▶ [Exercise directions]: Repeat the lines beginning at the one with "Annotate the sky" and running to the end of the material, keeping the first and last of them, exactly as they appear.

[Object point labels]
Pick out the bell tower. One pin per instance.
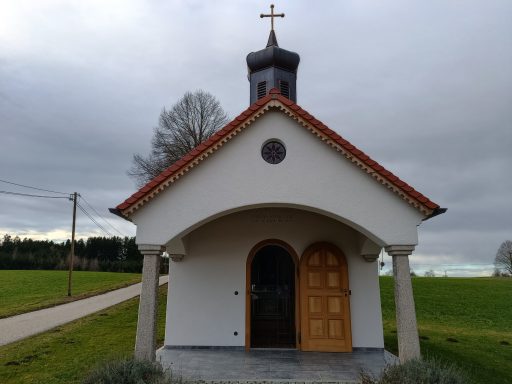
(272, 67)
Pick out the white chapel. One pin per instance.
(274, 226)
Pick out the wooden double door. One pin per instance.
(298, 304)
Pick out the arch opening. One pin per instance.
(272, 296)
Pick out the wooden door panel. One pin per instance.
(315, 304)
(314, 279)
(325, 309)
(333, 279)
(316, 328)
(334, 305)
(335, 329)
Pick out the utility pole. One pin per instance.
(72, 253)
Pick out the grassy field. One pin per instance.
(465, 321)
(65, 354)
(24, 291)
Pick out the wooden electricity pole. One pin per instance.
(72, 253)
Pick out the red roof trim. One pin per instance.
(196, 154)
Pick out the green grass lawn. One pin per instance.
(465, 321)
(24, 291)
(65, 355)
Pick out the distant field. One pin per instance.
(66, 354)
(24, 291)
(465, 321)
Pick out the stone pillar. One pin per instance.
(145, 342)
(406, 327)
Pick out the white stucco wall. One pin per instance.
(313, 176)
(202, 307)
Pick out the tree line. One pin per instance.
(107, 254)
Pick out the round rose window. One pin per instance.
(273, 151)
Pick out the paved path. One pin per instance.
(28, 324)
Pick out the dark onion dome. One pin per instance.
(273, 56)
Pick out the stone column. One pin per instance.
(145, 342)
(406, 327)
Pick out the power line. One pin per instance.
(30, 195)
(93, 220)
(101, 217)
(36, 188)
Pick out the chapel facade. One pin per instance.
(274, 226)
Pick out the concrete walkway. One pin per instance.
(267, 366)
(28, 324)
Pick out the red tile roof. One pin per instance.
(274, 98)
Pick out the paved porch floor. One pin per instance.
(237, 366)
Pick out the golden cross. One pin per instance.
(272, 15)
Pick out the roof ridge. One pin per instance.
(224, 134)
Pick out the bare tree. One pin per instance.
(189, 122)
(503, 260)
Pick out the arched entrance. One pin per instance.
(271, 296)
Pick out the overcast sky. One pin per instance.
(424, 87)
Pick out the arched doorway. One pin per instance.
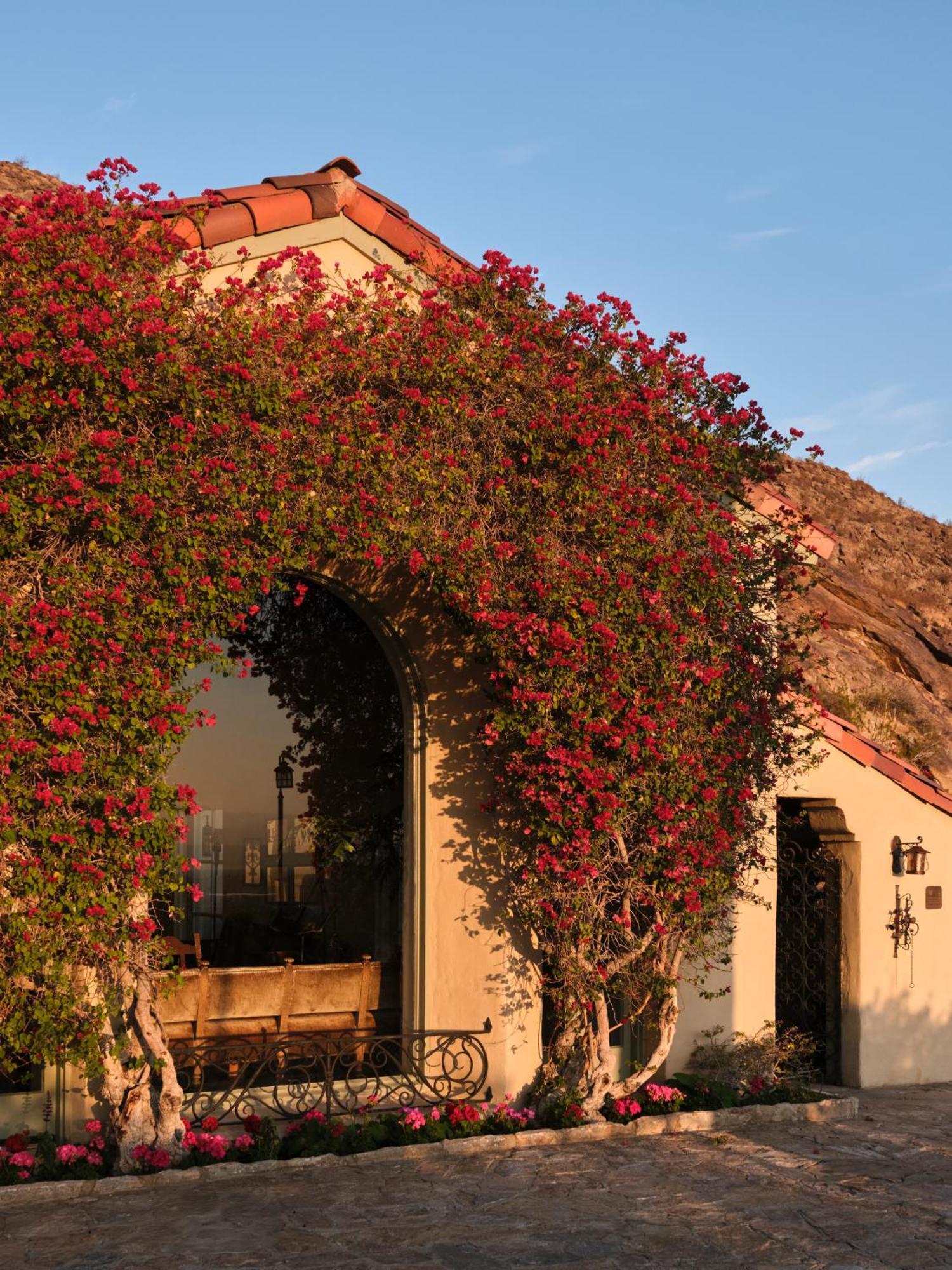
(304, 830)
(809, 968)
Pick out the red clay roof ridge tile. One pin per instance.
(846, 737)
(285, 201)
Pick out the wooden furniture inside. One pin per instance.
(182, 951)
(266, 1001)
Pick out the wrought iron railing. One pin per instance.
(288, 1075)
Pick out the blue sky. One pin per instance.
(774, 178)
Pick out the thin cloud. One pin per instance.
(119, 105)
(515, 157)
(879, 410)
(874, 463)
(752, 238)
(751, 194)
(940, 286)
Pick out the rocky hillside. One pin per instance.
(888, 594)
(16, 178)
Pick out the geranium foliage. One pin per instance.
(557, 479)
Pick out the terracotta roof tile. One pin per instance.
(845, 736)
(398, 209)
(282, 201)
(186, 229)
(280, 210)
(819, 540)
(327, 200)
(300, 180)
(896, 772)
(232, 194)
(347, 166)
(227, 224)
(366, 213)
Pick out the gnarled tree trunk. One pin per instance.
(139, 1081)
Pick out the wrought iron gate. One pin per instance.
(809, 896)
(289, 1075)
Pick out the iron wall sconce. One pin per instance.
(903, 925)
(908, 858)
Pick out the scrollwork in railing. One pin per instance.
(288, 1075)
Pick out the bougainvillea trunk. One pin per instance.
(568, 490)
(139, 1081)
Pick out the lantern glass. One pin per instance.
(916, 859)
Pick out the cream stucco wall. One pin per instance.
(748, 1001)
(897, 1012)
(463, 966)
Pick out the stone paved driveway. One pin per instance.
(875, 1192)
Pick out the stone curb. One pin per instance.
(648, 1127)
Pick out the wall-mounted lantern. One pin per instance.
(902, 926)
(908, 857)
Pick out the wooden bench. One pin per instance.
(267, 1001)
(182, 951)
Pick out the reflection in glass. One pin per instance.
(323, 704)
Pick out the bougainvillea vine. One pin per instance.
(562, 483)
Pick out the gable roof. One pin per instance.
(849, 740)
(282, 203)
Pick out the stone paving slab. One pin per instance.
(875, 1192)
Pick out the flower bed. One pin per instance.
(25, 1160)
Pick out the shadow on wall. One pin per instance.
(461, 784)
(902, 1045)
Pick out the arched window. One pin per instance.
(305, 863)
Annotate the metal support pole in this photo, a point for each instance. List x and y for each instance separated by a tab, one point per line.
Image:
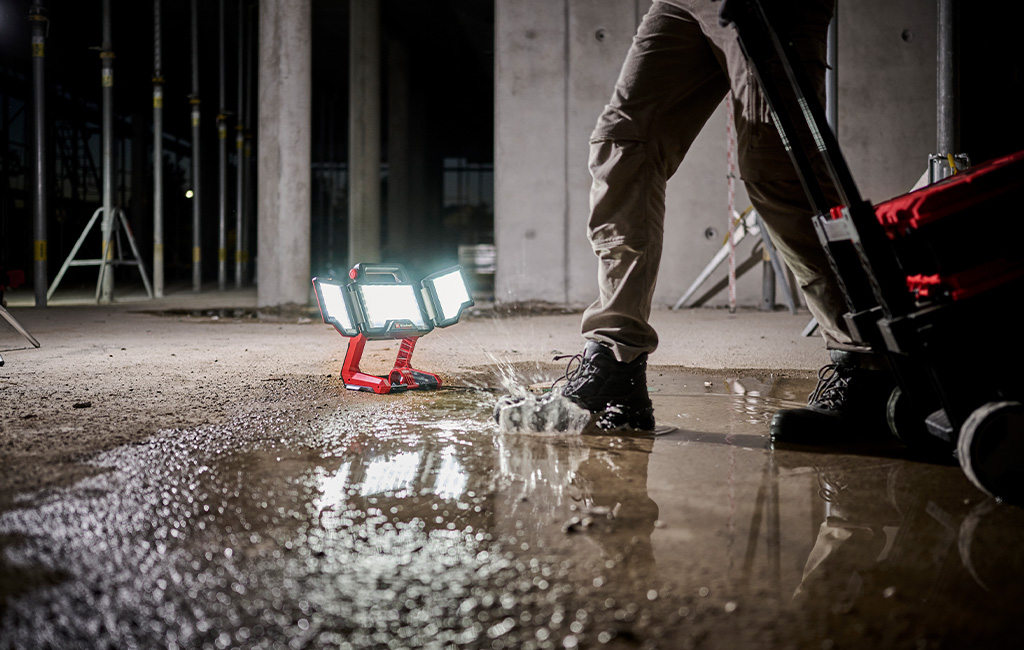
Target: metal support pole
832	73
37	15
107	227
197	213
221	164
947	79
248	168
158	157
240	140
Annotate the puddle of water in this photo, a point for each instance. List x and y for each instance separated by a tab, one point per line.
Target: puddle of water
412	521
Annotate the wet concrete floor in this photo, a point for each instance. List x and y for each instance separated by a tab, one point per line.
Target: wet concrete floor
411	521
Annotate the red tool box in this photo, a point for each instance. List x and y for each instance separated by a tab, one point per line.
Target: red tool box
931	278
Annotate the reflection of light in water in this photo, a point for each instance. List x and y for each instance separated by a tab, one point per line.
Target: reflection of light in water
391	474
333	487
535	468
451	476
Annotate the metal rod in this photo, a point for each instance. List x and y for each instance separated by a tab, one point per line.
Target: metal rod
240	139
37	15
221	164
197	212
249	170
832	73
947	79
107	226
158	156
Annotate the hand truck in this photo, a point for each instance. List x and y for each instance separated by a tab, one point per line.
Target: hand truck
930	277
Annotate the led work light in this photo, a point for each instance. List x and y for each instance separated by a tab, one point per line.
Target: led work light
378	302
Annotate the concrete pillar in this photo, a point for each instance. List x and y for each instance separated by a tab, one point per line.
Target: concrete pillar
401	234
365	132
284	153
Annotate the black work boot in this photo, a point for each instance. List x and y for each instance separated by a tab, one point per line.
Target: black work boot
613	391
849	404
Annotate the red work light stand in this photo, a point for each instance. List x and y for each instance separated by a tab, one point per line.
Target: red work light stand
402	376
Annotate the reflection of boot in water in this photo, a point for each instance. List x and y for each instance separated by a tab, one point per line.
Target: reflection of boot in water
861	520
613	508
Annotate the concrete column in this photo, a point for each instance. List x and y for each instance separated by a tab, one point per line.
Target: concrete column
284	153
401	233
365	132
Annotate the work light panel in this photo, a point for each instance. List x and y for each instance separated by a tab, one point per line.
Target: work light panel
452	294
390	302
334	305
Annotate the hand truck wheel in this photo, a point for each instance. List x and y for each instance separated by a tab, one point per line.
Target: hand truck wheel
907	424
991	449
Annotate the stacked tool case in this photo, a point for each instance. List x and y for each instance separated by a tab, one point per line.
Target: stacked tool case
932	278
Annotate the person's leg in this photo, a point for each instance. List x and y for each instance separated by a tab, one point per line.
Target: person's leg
670	84
850	399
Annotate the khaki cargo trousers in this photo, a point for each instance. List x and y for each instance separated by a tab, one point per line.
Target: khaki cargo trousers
679	69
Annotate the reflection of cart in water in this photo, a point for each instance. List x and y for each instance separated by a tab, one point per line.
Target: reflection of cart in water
929	278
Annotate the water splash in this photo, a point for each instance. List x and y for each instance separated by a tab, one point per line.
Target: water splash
551	413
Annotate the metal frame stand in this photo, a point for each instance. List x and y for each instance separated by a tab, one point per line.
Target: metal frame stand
17	326
750	222
115	235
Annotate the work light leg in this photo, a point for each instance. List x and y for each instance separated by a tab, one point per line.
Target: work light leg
353	378
404	375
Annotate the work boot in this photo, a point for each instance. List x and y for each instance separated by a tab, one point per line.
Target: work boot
848	404
613	391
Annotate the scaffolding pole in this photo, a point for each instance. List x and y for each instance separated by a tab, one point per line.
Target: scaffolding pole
240	139
107	225
221	163
249	157
158	157
197	213
947	79
37	15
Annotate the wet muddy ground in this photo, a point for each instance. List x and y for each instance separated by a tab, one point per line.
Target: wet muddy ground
223	490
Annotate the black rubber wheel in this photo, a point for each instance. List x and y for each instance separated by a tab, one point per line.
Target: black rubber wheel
991	449
907	424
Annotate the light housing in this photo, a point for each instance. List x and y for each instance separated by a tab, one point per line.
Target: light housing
335	305
445	295
378	302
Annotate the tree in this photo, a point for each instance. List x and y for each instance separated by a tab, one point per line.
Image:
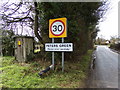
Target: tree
82	20
7	43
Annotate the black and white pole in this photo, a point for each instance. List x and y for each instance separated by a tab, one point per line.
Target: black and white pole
53	62
62	57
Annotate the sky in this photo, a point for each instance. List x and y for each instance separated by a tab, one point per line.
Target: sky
109	27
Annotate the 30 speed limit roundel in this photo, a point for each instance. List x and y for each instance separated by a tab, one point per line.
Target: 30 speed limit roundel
57	28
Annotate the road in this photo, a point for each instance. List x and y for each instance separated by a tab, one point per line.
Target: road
105	73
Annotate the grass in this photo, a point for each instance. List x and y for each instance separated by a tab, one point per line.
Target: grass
25	75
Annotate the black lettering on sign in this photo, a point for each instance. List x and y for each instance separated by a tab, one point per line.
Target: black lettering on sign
57	28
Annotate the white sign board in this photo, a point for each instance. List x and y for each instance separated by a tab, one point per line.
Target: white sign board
59	47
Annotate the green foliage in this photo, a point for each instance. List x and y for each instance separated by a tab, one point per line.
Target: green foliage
25	75
82	19
7	43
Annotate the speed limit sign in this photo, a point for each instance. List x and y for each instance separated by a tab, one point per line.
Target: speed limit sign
57	28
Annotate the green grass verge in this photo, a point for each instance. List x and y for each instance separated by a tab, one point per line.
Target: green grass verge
25	75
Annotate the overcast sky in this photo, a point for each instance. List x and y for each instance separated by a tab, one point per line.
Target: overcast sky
109	27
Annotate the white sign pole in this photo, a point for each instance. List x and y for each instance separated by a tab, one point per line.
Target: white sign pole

▶ [Response to this task]:
Annotate the sky in this photo, a point for each instance. List x and y for each instance separated by a tab, one point per line.
Target: sky
109	27
Annotate the 30 speed limit roundel in this photo, a point for each instance. List x and y for each instance separated by a tab, one point per line.
Target: 30 speed limit roundel
57	28
Annotate the road in this photo, a point for each instance. List x and y for each instance separated by a tab, one point per line.
Target: road
105	73
Annotate the grass in this photo, a point for each instance. List x and y for each instance separated by a tab, one point per line.
Target: grass
25	75
Annotate the black lettering on sign in this photo, a point for each instance. List x and y for each instance separated by a tab, one point per line.
Target: black lettering on sign
57	28
Annotate the white sign board in this photo, a point for each instance. List x and y for each instance separated by a tab, one point per line.
Target: white sign board
59	47
Annotate the green foliage in this photo, a point for each instance. List x and y for each instance separated by a tab, one point per line.
Target: green foliage
25	75
82	19
7	43
Annotate the speed limit sign in this photo, a point for each instance. List x and y for each instance separated by a tab, one point per line.
Target: speed limit sign
57	28
Annotate the green grass verge in this photo, a point for each instance. List x and y for each instance separated by a tab, one point per line.
Target: green grass verge
25	75
Annotate the overcast sky in this photo, a point for each instance. List x and y for each instance separated by a tab, one point per line.
Target: overcast sky
109	27
Annotate the white sign pole in this photo, a point for each instance. List x and y for each instance separated by a tab, one point per line.
Target: white sign pole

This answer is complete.